What to do:
A. Check these statements against the text about Saranda Forest: (i) the forest has more than 500 types of medicinal plants and herbs; (ii) the wild grass "Kangira Koma" blooms in December; (iii) the wild honey bees build their hives on trees and cliffs. For each, answer yes or no and quote the words of the text that settle it.
B. Repeat, word for word, the part of the text about Saranda Forest that opens with the words containing "The wild honey" and closes with "trees and cliffs.".
C. Pick up the text about Saranda Forest after its last sentence and carry it on.
[Text for analysis]
Land of 700 Hills - Saranda Forest
For centuries, these tribes people have remained separate from the outside world thanks to the dense jungle surrounding their home in a deep gorge carved by the perennial rivers, Karo and Koina, pass through these forested areas supporting a diverse floral and faunal resource. The entire region remains isolated and remote, much of it is still a mystery.
Apart of Sal wood, the forest is blessed with 500+ types of medicinal plants and herbs and home of wild honey bees such as apis darsota and apis laborosia honey bees. Once in a year, in the month of June-July, most of the forest region blooms with a special kind of wild grass which locally named as "Kangira Koma".
The wild honey bees, apis darsota and apis laborosia honey bees, known for their aggressive attacking behaviour, collects the nectar from the flower of these wild grass and produces honey in the hive naturally built on trees and cliffs.
[/Text for analysis]
[Entries supplied]
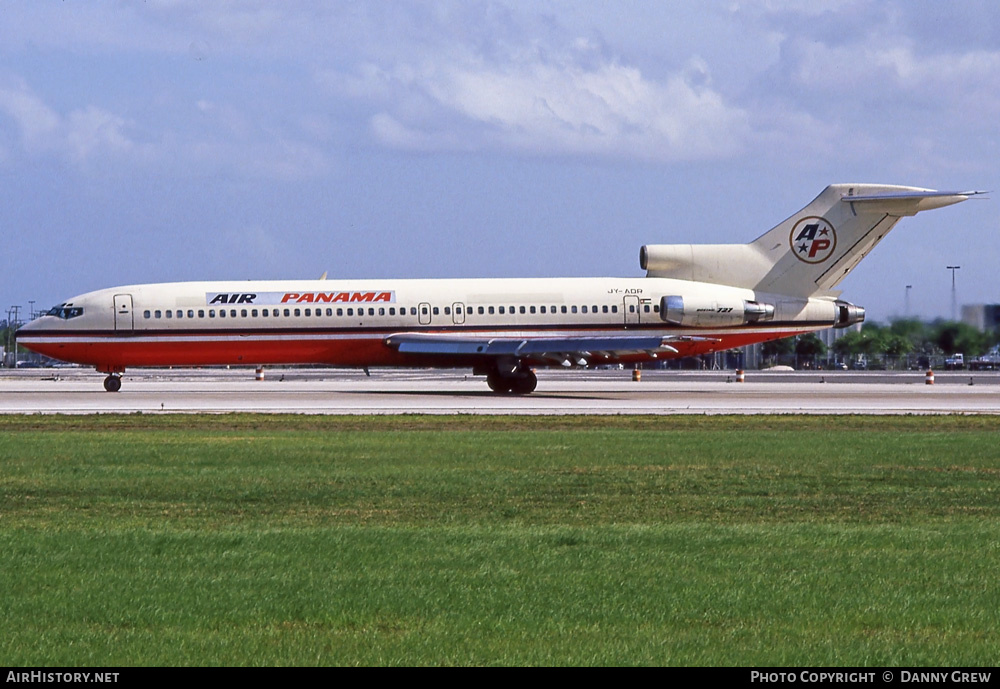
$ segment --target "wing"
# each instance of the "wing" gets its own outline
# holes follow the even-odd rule
[[[684,338],[661,335],[621,335],[609,337],[473,337],[398,333],[385,343],[404,354],[440,354],[513,359],[545,359],[563,366],[586,366],[628,354],[677,353],[667,344]],[[690,338],[687,338],[690,339]]]

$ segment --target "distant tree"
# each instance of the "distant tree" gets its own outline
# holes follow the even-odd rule
[[[970,357],[979,356],[989,349],[990,338],[986,333],[957,321],[938,321],[935,324],[934,344],[945,354],[962,352]]]

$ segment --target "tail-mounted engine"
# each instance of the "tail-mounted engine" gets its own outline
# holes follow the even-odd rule
[[[727,327],[774,318],[774,305],[746,299],[668,296],[660,299],[660,318],[671,325]]]
[[[837,306],[837,322],[834,328],[846,328],[855,323],[863,323],[865,320],[865,307],[855,306],[846,301],[834,302]]]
[/Entries supplied]
Answers to the problems:
A.
(i) Yes: "the forest is blessed with 500+ types of medicinal plants and herbs"
(ii) No: "in the month of June-July, most of the forest region blooms with a special kind of wild grass"
(iii) Yes: "produces honey in the hive naturally built on trees and cliffs"

B.
The wild honey bees, apis darsota and apis laborosia honey bees, known for their aggressive attacking behaviour, collects the nectar from the flower of these wild grass and produces honey in the hive naturally built on trees and cliffs.

C.
Each hive consists of 90,000 - 1,50,000 wild honey bees and each hive takes 15-20 day’s time to produces 7 - 10 kg honey. Nomadic Birhors tribes are skilled honey hunters, they use to carefully climb the 50 - 70 m high on the trees with Smoke from smouldering grass which disorients the bees, possibly reducing the number of stings climber will suffer.
The wild bees are guarding kgs of a sticky, reddish fluid which locally known "Madhma". This Jharkhandi raw honey is dark red in color with strong woody aroma and smoky taste.
From the rich brown earthen hues of the forest ground to the sweetness of the blue-white sky, the Saranda forest is a three dimensional wonderland for the eyes who are willing to absorb the light. It is a place of ancient souls, of the creatures who dwell with the sweet sounds of moving water and bird song. Somehow this is more home than home, it is a land where time stood still.